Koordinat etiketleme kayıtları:

----------------

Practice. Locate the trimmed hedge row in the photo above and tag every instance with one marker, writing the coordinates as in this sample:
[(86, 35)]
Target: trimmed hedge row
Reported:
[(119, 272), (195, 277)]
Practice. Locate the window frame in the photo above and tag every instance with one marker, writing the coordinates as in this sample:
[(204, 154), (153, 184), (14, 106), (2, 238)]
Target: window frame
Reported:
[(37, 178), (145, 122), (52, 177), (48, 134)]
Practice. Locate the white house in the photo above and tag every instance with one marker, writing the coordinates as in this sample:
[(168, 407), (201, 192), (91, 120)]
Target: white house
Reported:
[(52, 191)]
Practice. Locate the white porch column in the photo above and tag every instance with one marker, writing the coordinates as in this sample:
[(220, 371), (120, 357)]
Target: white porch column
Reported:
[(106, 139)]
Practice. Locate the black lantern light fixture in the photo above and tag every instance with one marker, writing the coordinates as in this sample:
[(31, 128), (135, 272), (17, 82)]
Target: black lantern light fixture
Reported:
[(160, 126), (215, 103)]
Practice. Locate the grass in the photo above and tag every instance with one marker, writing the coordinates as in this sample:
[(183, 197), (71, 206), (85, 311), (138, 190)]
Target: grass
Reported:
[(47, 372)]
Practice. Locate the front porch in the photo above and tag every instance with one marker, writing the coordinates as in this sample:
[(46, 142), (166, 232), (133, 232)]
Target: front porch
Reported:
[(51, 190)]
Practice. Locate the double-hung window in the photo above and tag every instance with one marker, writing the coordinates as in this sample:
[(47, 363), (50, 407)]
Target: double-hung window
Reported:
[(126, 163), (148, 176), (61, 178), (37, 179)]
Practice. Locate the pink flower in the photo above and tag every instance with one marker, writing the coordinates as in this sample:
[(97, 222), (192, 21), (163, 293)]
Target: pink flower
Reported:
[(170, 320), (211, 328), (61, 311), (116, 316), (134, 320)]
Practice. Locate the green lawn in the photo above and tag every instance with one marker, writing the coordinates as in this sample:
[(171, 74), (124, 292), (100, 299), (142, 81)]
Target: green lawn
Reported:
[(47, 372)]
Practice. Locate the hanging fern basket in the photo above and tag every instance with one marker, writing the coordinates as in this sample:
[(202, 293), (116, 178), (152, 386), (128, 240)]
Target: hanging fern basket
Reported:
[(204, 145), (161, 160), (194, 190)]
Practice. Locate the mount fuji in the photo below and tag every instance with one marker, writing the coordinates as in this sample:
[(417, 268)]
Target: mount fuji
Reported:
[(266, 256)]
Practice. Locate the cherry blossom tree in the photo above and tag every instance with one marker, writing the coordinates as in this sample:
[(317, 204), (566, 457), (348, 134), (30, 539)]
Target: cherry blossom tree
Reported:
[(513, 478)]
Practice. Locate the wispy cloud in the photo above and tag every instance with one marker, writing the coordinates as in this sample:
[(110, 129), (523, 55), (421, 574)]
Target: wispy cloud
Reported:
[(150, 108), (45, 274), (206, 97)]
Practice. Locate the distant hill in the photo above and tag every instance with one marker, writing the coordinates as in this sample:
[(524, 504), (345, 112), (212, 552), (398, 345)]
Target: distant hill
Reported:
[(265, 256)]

----------------

| Yönergeler |
Yukarıdaki öğelerin en başından başlayıp "[(52, 191)]" içeren satırla biten bölümü, iki uç da dahil olmak üzere satır satır aynen yineleyin.

| Görev çözümü |
Practice. Locate the trimmed hedge row in the photo above and tag every instance with one marker, writing the coordinates as in this sample:
[(86, 35)]
Target: trimmed hedge row
Reported:
[(119, 272), (195, 277)]
Practice. Locate the window frame in the photo above and tag every instance with one marker, writing the coordinates as in this sample:
[(204, 154), (153, 184), (14, 106), (2, 238)]
Target: window frame
Reported:
[(37, 178), (145, 122), (52, 177), (48, 134)]
Practice. Locate the white house in the photo above and tag every instance with one marker, writing the coordinates as in this sample:
[(168, 407), (201, 192), (91, 120)]
Target: white house
Reported:
[(52, 191)]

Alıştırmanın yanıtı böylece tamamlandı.